**DIRECTIONS FOR THIS TASK:**
Which lines in the items below contain the word "distant"? Locate each one and copy it out in full.

**RECORDS SUPPLIED:**

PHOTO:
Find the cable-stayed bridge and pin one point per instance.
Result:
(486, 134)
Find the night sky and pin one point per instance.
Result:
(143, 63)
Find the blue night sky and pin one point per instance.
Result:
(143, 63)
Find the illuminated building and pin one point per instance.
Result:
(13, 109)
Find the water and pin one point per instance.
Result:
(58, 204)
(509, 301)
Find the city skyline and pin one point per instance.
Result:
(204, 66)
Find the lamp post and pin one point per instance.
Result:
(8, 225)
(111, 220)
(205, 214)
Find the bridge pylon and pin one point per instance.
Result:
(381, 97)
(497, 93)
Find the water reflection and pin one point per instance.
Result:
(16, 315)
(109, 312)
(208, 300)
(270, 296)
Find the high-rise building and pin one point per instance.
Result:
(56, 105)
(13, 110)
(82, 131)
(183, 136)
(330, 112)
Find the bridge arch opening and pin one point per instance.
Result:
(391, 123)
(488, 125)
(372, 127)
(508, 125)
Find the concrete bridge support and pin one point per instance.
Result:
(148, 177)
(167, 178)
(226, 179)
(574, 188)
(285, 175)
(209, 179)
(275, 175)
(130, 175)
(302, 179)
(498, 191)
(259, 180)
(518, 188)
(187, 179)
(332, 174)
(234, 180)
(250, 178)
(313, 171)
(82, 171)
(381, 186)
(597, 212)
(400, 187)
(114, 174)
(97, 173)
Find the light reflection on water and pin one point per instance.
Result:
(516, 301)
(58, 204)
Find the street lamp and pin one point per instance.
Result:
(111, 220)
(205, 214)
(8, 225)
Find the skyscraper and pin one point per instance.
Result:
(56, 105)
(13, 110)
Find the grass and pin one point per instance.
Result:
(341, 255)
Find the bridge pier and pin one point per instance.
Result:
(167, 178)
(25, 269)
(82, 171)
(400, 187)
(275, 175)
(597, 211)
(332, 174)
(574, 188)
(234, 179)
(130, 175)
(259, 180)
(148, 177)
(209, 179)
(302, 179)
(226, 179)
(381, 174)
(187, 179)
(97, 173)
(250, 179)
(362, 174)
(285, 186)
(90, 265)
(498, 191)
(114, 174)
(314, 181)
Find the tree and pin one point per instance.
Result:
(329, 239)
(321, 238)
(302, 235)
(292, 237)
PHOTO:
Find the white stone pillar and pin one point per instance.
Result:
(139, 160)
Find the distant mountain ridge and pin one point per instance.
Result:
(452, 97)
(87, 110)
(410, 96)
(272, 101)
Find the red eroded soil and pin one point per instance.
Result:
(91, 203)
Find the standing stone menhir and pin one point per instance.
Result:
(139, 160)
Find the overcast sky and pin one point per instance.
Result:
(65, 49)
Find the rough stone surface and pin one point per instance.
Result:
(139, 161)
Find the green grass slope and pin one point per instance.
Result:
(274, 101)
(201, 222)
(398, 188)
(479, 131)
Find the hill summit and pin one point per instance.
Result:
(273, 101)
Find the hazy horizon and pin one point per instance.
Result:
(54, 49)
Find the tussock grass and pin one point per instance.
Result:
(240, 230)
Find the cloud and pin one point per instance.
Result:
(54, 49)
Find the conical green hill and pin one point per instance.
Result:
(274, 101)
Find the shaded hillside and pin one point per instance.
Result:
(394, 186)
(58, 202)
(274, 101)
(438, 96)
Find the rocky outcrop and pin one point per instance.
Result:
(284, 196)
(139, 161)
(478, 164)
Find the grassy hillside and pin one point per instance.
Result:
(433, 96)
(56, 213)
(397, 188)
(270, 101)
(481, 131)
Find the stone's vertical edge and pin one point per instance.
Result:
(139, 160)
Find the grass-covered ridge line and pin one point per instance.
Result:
==
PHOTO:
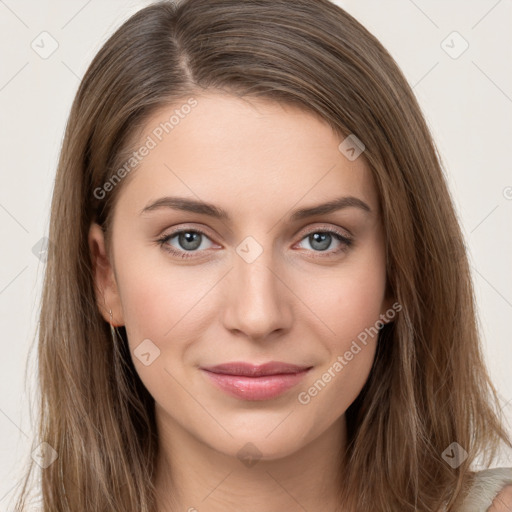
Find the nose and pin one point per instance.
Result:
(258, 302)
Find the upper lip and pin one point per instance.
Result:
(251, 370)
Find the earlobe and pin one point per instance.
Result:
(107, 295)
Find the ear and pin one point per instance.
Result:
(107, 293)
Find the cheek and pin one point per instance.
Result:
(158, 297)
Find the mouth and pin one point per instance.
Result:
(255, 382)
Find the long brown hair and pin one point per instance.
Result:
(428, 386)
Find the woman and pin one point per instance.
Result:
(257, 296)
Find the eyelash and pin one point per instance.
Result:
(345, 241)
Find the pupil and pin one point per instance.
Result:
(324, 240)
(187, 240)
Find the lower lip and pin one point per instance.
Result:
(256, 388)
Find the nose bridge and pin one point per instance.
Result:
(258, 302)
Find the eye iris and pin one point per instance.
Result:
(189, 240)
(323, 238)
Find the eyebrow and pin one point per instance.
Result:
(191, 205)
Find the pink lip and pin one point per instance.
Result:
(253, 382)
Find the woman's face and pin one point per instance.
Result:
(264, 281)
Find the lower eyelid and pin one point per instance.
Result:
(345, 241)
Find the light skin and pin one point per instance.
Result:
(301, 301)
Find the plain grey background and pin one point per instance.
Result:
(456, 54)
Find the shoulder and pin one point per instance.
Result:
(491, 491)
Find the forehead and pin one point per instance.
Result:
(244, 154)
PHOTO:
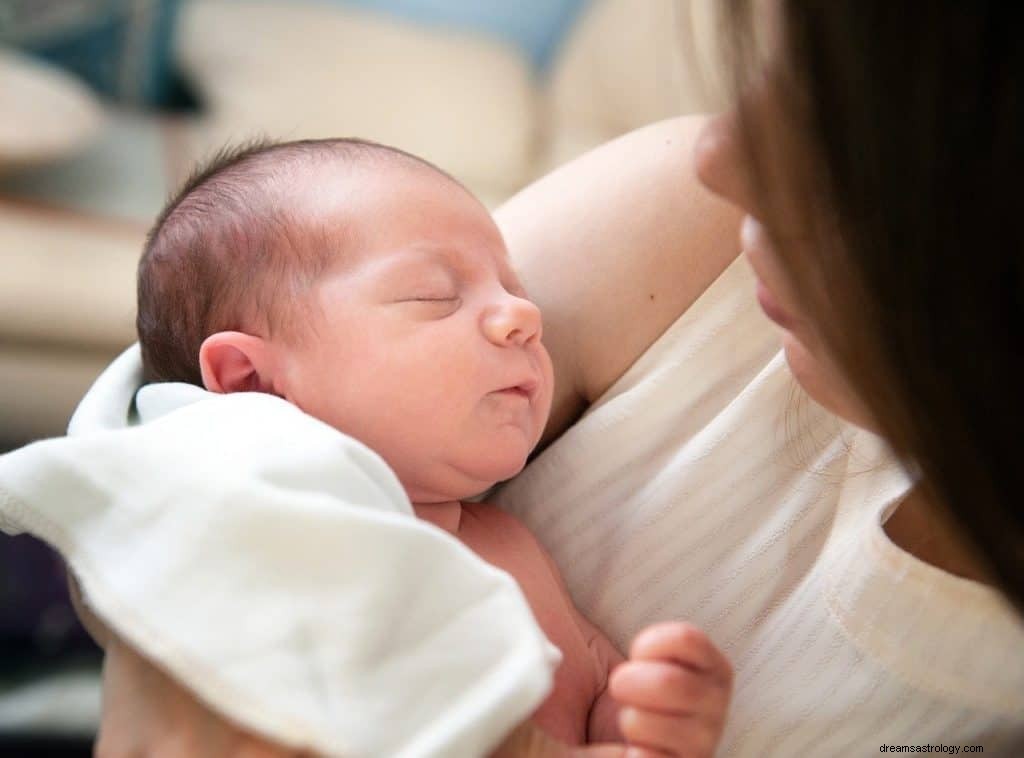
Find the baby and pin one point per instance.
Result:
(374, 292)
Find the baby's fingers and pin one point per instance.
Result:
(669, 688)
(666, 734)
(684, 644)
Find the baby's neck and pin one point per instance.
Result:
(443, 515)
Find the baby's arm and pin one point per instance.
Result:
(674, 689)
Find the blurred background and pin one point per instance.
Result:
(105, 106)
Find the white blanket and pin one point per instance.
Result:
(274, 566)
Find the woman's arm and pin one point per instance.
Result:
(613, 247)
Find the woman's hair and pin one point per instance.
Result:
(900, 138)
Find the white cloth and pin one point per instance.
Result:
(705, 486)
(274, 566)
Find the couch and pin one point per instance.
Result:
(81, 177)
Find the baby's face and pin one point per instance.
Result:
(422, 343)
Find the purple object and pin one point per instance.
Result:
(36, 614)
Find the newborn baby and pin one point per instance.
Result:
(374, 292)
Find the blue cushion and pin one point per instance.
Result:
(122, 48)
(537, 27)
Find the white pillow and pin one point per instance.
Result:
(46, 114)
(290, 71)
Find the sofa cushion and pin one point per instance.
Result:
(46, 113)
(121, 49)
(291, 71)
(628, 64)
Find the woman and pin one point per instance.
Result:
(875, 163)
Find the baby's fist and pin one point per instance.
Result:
...
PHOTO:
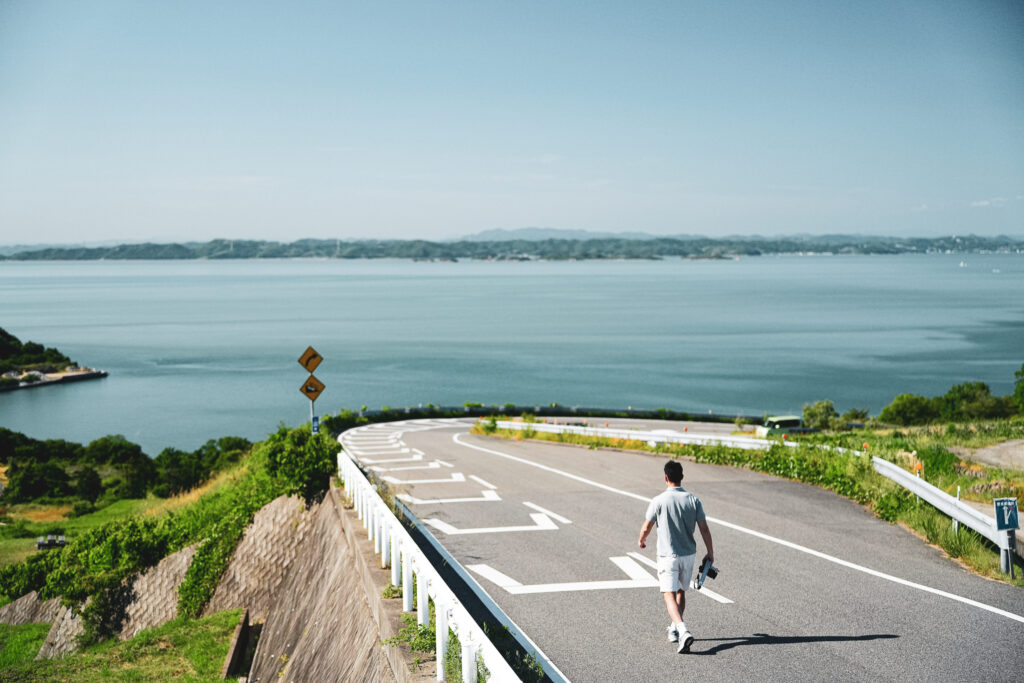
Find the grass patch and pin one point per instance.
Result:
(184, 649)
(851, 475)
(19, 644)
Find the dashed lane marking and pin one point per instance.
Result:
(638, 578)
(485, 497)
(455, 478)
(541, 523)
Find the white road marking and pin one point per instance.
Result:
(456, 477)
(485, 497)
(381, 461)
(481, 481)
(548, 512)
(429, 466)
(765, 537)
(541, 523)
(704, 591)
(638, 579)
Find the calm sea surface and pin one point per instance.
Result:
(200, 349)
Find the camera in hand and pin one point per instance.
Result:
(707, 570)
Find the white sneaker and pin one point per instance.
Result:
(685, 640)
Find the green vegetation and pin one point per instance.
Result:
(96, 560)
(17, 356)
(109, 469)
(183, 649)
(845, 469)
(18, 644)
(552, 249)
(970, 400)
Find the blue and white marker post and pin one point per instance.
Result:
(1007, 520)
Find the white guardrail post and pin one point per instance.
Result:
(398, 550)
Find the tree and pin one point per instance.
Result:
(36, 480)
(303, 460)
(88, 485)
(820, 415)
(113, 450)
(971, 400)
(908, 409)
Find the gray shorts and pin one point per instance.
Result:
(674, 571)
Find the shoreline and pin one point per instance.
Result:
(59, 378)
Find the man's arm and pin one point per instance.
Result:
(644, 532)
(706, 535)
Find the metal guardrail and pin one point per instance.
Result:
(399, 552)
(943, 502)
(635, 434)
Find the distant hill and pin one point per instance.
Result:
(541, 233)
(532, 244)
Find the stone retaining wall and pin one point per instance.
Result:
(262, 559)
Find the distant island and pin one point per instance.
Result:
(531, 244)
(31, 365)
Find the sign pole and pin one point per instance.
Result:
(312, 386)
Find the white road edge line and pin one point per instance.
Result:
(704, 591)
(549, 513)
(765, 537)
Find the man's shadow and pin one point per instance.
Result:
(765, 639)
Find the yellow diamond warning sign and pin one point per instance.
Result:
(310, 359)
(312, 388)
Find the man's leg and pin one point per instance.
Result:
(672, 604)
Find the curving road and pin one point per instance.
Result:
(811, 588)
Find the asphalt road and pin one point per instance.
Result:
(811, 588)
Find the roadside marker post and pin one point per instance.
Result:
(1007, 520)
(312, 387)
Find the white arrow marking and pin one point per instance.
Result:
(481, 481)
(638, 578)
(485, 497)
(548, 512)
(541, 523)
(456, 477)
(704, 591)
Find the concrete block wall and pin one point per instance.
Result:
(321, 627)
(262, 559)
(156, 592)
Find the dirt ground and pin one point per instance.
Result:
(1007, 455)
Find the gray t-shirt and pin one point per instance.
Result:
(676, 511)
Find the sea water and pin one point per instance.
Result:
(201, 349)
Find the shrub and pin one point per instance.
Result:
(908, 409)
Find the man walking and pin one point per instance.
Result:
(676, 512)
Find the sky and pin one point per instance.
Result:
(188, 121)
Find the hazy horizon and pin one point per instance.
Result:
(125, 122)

**REPLY TO THE TASK:**
Find the distant mountain ridge and pin one point per instance.
Find the distant hill and pin one point per instance.
Find the distant island and pin one point per instance.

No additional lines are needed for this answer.